Directions:
Determine how many lines in this listing contain the word "sneaker" and report that number by itself.

Exercise data:
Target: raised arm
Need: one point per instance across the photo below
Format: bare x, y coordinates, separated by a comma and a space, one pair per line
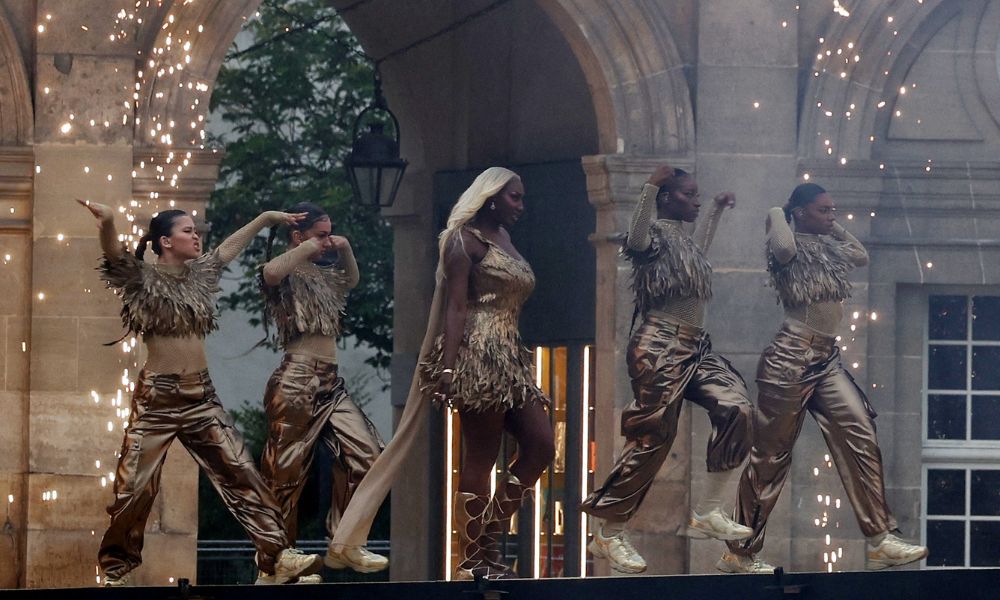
855, 249
110, 244
706, 233
645, 210
780, 238
233, 245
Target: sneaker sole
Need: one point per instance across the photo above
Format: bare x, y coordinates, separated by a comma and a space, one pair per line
311, 568
338, 564
723, 566
698, 533
879, 565
599, 552
728, 569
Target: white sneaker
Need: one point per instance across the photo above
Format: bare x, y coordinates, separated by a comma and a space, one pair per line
109, 581
735, 563
291, 564
893, 552
356, 558
716, 524
265, 579
619, 551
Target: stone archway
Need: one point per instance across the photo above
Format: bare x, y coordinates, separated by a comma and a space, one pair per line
635, 86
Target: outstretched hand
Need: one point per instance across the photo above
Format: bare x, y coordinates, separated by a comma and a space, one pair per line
339, 243
101, 212
276, 217
661, 175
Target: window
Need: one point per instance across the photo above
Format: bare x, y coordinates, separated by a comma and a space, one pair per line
962, 431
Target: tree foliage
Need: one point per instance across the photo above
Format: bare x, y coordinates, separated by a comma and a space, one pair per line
287, 96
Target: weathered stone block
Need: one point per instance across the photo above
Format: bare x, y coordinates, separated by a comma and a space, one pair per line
53, 353
747, 34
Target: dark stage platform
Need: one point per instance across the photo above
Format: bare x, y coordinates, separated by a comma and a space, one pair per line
962, 584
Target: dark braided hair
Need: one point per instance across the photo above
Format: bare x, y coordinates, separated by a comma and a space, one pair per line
314, 213
803, 195
160, 225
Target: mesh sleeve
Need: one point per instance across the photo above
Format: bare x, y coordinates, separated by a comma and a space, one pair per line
279, 267
707, 232
350, 266
233, 245
780, 239
854, 249
638, 232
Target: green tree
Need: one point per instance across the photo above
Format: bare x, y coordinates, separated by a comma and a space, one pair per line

Finished task:
2